=== YOUR TASK ===
Restate all of the material, keeping every line identical to the original.
** Opening TASK DATA block **
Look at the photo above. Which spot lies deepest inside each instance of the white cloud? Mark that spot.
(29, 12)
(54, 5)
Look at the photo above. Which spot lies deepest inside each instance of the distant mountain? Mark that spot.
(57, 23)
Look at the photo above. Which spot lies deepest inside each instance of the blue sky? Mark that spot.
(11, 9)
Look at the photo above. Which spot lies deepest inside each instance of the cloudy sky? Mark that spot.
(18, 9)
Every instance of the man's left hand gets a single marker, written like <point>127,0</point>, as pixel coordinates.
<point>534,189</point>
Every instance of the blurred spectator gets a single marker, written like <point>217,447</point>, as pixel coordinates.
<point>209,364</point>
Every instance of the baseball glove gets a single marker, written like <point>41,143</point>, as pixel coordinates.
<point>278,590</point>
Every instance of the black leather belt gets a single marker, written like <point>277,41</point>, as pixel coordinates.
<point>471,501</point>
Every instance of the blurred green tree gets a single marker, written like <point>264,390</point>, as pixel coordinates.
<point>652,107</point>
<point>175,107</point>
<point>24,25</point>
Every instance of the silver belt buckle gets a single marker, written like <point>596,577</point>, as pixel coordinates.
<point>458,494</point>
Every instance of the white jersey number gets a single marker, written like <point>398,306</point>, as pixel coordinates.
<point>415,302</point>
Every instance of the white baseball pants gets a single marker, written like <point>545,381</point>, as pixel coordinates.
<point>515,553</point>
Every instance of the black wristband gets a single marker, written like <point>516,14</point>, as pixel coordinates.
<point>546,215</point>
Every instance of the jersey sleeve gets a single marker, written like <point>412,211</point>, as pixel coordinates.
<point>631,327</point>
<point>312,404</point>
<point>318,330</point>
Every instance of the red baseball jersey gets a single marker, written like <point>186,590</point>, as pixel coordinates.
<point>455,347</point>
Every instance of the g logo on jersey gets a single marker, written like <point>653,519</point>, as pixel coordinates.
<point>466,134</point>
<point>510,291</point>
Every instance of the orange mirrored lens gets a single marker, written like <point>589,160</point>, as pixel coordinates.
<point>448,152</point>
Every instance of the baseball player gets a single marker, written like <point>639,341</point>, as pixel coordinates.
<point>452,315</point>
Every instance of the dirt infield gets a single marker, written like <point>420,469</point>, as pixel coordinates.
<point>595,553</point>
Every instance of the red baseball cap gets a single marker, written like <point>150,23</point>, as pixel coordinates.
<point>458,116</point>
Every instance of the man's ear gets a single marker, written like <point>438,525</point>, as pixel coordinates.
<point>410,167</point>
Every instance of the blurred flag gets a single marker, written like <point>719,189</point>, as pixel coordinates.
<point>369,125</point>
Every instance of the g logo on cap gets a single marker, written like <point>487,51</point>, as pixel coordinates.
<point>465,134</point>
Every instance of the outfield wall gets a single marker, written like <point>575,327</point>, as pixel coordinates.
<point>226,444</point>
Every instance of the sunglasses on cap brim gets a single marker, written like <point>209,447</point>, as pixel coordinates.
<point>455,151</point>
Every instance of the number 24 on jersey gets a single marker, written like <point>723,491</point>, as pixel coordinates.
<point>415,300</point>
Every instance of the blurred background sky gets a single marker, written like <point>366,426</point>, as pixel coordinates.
** Closing TASK DATA block **
=== EXPECTED ANSWER ===
Look at the photo above. Which spot lies deepest inside each instance of the white cloud? Mark that spot.
(29, 12)
(54, 5)
Look at the photo above. Which spot lies deepest inside each instance of the distant mountain? Mark that spot.
(57, 23)
Look at the photo above. Which spot lies deepest inside each instance of the blue sky? Mark that spot.
(11, 9)
Look at the photo above. Which spot lies deepest inside each instance of the cloudy sky? Mark that spot.
(18, 9)
Every instance of the man's left hand gets a single marker, written like <point>127,0</point>, as pixel coordinates.
<point>534,189</point>
Every instance of the blurred spectator gets a single marker, written like <point>217,447</point>, as pixel coordinates.
<point>209,364</point>
Every instance of the baseball glove gets a single marker, written like <point>41,143</point>, as pixel coordinates.
<point>278,590</point>
Every instance of the black leather belt gets a single marker, written like <point>277,41</point>, as pixel coordinates.
<point>471,501</point>
Every instance of the blurred green tree gets a single marker, written like <point>264,390</point>, as pixel coordinates.
<point>652,107</point>
<point>175,107</point>
<point>24,25</point>
Every instance of the silver belt buckle gets a single marker, written like <point>596,577</point>, as pixel coordinates.
<point>458,494</point>
Every instance of the white jersey number gets a single marker, written like <point>398,306</point>, as pixel coordinates.
<point>415,302</point>
Every instance of the white baseball pants gets a single marker, written like <point>545,381</point>, as pixel coordinates.
<point>515,553</point>
Every instance of the black wristband gets a single marker, written like <point>516,14</point>, as pixel coordinates.
<point>546,215</point>
Every instance of the jersey sleeve gets a single marker, written like <point>412,211</point>, as pixel coordinates.
<point>631,327</point>
<point>312,404</point>
<point>318,330</point>
Every instance of the red baseball jersey gets a single marker, written like <point>186,590</point>, as pixel coordinates.
<point>455,347</point>
Every instance of the g logo on jersey gets a single marker, written like <point>653,519</point>, as pixel coordinates.
<point>466,134</point>
<point>510,291</point>
Every instance of the orange mirrored lens gets a single marker, written like <point>589,160</point>, as pixel coordinates.
<point>448,152</point>
Every instance of the baseball player gets a single marker, written like <point>639,341</point>, as pixel coordinates.
<point>452,315</point>
Every instance of the dirt infield gets a single marker, written like <point>420,469</point>, as pixel coordinates.
<point>595,553</point>
Every instance of the red baseball cap gets a single marker, written like <point>150,23</point>, as pixel coordinates.
<point>458,116</point>
Every instance of the man's ear gets a single marker, written like <point>438,525</point>, as pixel coordinates.
<point>410,167</point>
Every instance of the blurred flag gets a single marker, written like <point>719,189</point>, as pixel coordinates.
<point>369,125</point>
Every instance of the g logo on cap gets a single marker, written like <point>487,51</point>, as pixel coordinates.
<point>465,134</point>
Every instance of the outfield wall gets a single marker, written like <point>575,327</point>, as pixel coordinates.
<point>226,444</point>
Every instance of the sunglasses on cap brim gets a single marker, written like <point>209,447</point>, as pixel coordinates.
<point>455,151</point>
Every instance of the number 24 on jersey gets a single marker, written like <point>723,491</point>, as pixel coordinates.
<point>415,300</point>
Every instance of the blurred background sky gets a single marker, written like <point>366,426</point>, as pixel coordinates.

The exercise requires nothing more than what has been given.